→ **Text**:
====

Showing posts with label Sam Rockwell. Show all posts
Showing posts with label Sam Rockwell. Show all posts

Sunday, 5 January 2020

Jojo Rabbit

Jojo Rabbit is a comedy, yes a comedy, about a 10-year-old boy and his imaginary friend called Adolf Hitler... Not going to work is it? Well, maybe.

Firstly it’s a bit of a shock that this storyline even made it on to the big screen what with people’s sensitivities these days even though making fun of Nazi Germany and Adolf Hitler is nothing new. Hello Mel Brooks. That was back in the 60's when World War II was a lot fresher in the mind but the world was lot less snowflake then.


Taika Waititi wrote the film, financed it, directed it and plays Hitler himself. I hope he lands some sort of award at the Oscars. I mean what more does a guy have to do.

====

→ **Exercises**:
(1) Copy the part of the Jojo Rabbit review starting with "Sunday, 5 January" and going on through "it? Well, maybe.".
(2) According to the Jojo Rabbit review, what four things did Taika Waititi do for the film?
(3) Continue the Jojo Rabbit review from its last sentence.
The material after this point stands apart from the Jojo Rabbit review.

Images for locating objects:
====

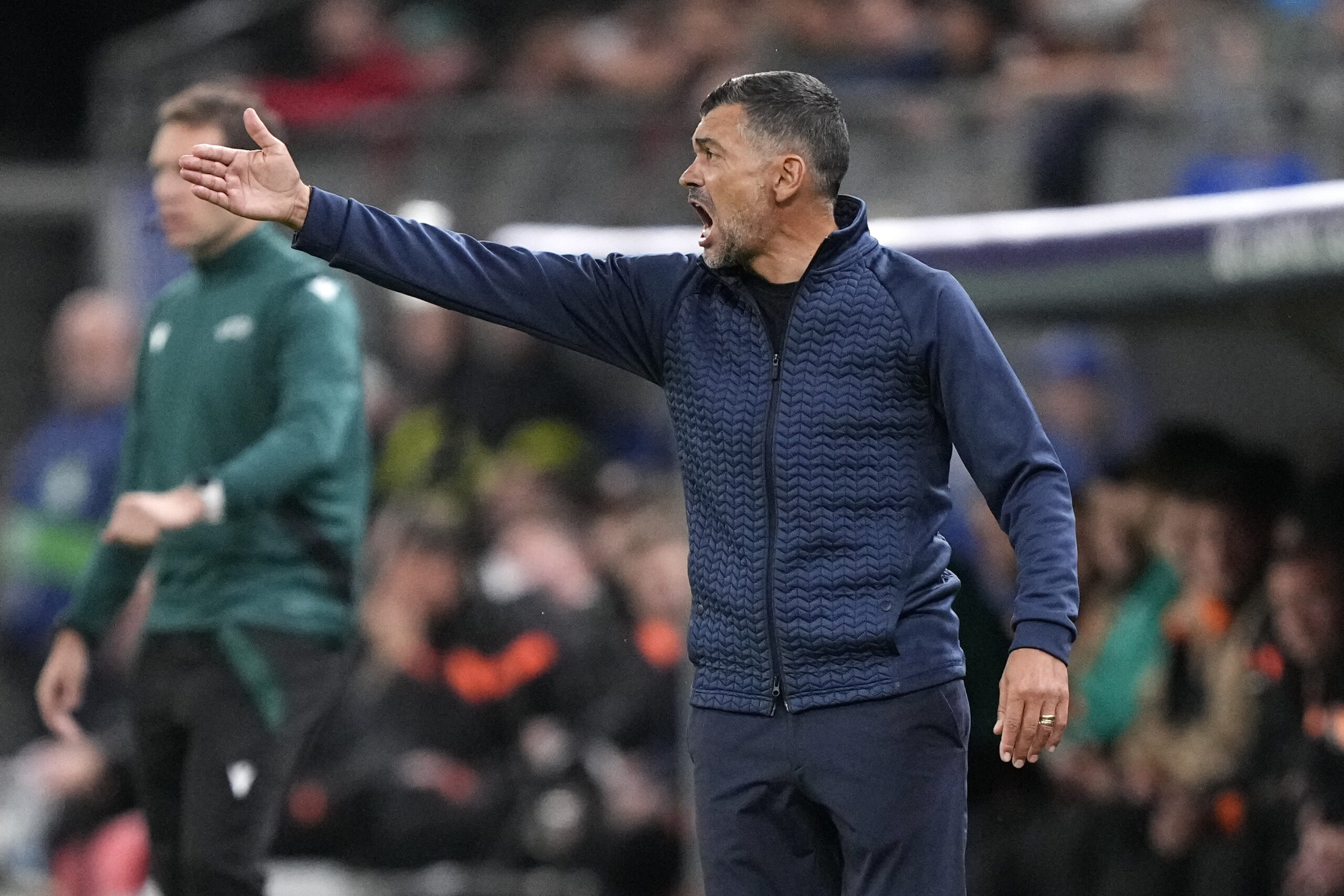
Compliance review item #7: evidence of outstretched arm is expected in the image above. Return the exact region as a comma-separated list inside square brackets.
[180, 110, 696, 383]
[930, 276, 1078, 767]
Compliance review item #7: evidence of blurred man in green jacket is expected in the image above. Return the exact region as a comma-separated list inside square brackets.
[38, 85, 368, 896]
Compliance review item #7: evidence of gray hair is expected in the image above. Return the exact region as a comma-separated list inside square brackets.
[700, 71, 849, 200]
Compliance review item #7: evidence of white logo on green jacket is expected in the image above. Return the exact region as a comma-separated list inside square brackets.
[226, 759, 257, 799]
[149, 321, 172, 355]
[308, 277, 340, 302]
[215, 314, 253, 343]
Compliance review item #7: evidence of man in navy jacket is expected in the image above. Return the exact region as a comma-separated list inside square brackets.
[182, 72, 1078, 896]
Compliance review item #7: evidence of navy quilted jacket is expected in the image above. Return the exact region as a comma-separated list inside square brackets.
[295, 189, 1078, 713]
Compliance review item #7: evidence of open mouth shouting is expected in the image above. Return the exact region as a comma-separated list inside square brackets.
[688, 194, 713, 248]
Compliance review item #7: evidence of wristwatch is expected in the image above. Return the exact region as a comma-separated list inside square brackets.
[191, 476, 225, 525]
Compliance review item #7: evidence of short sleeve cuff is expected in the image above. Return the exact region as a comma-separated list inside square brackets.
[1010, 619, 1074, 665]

====

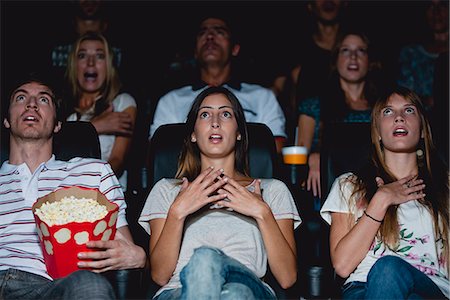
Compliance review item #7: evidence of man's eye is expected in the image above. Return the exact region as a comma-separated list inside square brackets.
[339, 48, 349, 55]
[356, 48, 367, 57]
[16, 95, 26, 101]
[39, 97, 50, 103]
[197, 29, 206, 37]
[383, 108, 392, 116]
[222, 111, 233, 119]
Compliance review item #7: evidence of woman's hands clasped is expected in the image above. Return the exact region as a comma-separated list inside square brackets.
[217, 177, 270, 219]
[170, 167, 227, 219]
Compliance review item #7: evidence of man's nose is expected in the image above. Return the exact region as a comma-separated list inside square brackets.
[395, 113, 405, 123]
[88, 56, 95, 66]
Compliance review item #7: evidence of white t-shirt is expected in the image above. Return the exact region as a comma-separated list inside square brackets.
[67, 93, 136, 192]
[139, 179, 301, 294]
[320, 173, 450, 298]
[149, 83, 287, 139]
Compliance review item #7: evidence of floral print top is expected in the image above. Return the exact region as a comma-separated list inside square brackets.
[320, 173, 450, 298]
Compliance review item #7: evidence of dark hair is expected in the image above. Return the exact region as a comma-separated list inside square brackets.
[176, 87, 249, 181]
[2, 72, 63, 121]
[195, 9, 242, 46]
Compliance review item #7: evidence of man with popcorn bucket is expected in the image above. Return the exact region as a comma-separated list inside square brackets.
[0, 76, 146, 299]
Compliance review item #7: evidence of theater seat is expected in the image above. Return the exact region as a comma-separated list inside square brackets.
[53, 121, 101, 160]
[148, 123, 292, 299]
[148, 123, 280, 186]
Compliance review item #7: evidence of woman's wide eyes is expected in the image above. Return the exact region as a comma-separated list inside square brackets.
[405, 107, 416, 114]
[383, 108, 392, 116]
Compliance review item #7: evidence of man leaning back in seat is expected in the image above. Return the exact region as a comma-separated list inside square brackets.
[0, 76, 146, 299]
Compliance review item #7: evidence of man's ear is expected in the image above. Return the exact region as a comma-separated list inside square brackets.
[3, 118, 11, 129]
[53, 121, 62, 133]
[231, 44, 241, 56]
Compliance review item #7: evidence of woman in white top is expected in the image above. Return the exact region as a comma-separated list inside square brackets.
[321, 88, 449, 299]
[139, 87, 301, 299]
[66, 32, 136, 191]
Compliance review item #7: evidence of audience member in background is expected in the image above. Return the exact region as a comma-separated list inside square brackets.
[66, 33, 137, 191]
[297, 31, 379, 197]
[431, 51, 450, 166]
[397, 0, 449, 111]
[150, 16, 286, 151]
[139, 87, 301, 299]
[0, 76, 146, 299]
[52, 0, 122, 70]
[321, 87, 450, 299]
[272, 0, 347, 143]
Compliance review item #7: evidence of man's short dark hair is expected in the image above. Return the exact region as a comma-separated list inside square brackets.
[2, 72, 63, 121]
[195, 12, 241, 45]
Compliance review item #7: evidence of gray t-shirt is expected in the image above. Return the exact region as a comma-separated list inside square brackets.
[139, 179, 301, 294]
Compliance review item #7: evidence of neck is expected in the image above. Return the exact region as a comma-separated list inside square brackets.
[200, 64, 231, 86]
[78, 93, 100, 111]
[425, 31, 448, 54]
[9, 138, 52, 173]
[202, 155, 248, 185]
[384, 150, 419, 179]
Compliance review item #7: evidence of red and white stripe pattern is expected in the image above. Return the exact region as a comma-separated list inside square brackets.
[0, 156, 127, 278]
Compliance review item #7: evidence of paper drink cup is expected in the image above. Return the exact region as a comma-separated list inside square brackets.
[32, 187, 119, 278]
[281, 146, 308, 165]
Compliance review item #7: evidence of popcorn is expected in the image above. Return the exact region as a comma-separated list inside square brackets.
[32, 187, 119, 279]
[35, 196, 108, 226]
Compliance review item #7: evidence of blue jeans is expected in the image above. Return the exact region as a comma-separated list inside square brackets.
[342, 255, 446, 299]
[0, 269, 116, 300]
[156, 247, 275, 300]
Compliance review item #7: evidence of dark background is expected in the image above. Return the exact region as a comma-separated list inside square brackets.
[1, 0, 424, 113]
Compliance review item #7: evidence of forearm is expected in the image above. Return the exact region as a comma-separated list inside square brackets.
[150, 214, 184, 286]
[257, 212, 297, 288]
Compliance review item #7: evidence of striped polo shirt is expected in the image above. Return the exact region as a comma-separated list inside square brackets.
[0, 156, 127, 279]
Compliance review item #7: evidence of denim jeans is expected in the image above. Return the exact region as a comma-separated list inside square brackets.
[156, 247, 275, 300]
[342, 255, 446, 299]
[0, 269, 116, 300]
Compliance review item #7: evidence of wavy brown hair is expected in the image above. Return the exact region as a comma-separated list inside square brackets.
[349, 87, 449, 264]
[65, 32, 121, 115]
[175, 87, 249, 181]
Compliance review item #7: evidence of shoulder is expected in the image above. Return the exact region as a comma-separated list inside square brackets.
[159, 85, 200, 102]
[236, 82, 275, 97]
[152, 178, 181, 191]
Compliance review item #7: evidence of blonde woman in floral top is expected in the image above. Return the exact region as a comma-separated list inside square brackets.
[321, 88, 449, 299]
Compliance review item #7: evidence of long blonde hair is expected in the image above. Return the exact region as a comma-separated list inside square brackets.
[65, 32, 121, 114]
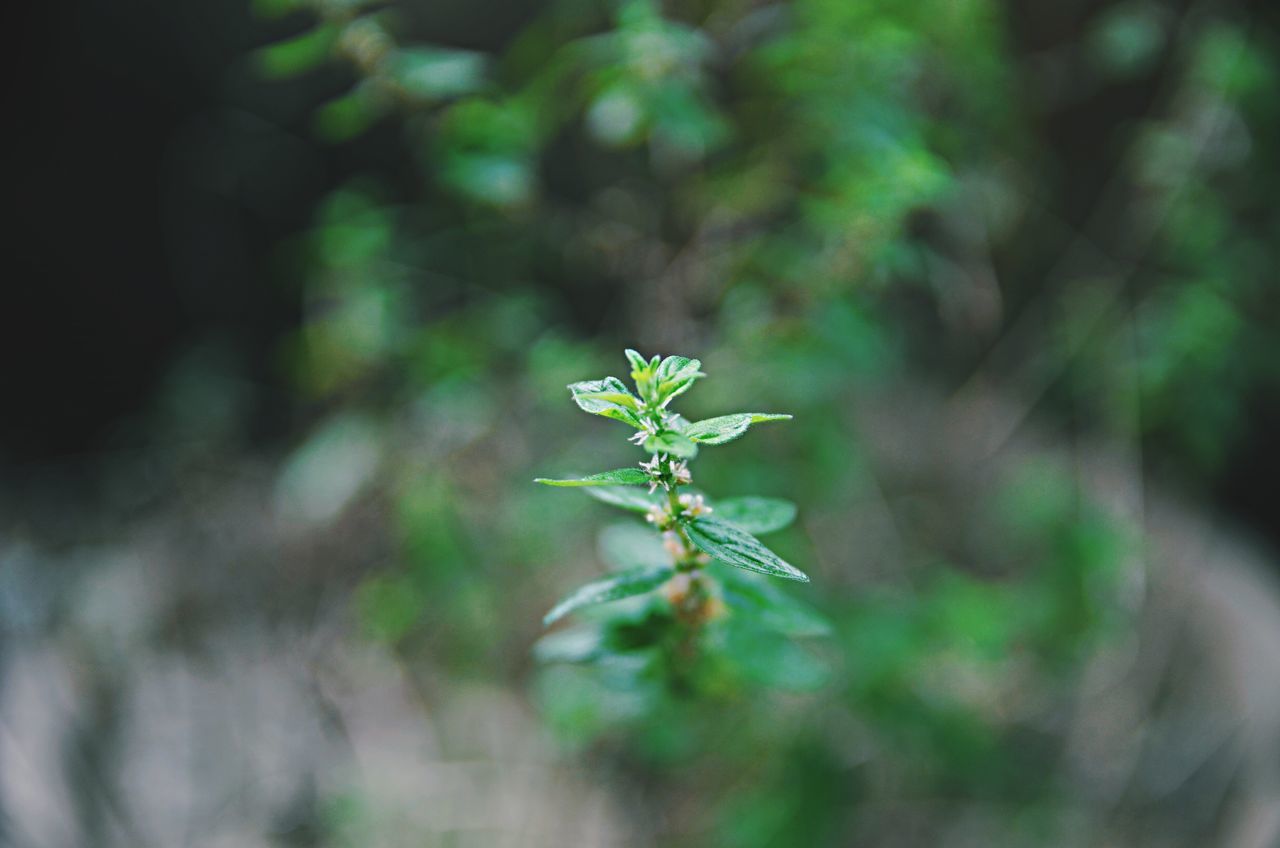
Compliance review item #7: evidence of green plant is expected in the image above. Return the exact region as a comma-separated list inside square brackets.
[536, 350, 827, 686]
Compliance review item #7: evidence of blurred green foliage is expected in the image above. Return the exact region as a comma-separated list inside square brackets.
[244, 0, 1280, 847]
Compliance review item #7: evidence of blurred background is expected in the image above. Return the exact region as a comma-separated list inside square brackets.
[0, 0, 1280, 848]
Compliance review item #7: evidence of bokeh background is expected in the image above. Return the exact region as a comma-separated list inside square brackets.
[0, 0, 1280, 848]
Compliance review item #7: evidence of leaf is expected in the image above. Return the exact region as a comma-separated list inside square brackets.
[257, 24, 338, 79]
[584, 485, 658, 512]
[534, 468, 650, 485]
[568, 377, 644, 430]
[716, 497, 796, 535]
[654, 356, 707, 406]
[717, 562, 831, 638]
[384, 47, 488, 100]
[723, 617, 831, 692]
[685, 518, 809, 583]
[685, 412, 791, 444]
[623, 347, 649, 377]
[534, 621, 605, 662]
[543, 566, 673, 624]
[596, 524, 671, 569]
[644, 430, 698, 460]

====

→ **Answers per task**:
(1)
Sunday, 5 January 2020

Jojo Rabbit

Jojo Rabbit is a comedy, yes a comedy, about a 10-year-old boy and his imaginary friend called Adolf Hitler... Not going to work is it? Well, maybe.

(2) He wrote it, financed it, directed it and played Hitler.

(3)
The film is set in the dying days of the Second World War and follows Johannes 'Jojo' Betzler (Roman Griffin Davis) who in his youthful naivety, and because he’s a big fan of swastikas, signs up for the Hitler Youth. His local camp is run by Captain Klenzendorf (Sam Rockwell), a one-eyed drunk who is clearly miffed at no longer being allowed out on the battlefield.


While Jojo clearly dreams of becoming a war hero it's not really in his makeup and he gains the nicknamed 'Jojo Rabbit' when he fails to prove himself by killing a rabbit in one of the films least endearing scenes. He then blows himself up with a hand grenade, at which point he is assigned the more sedate task of handing out leaflets.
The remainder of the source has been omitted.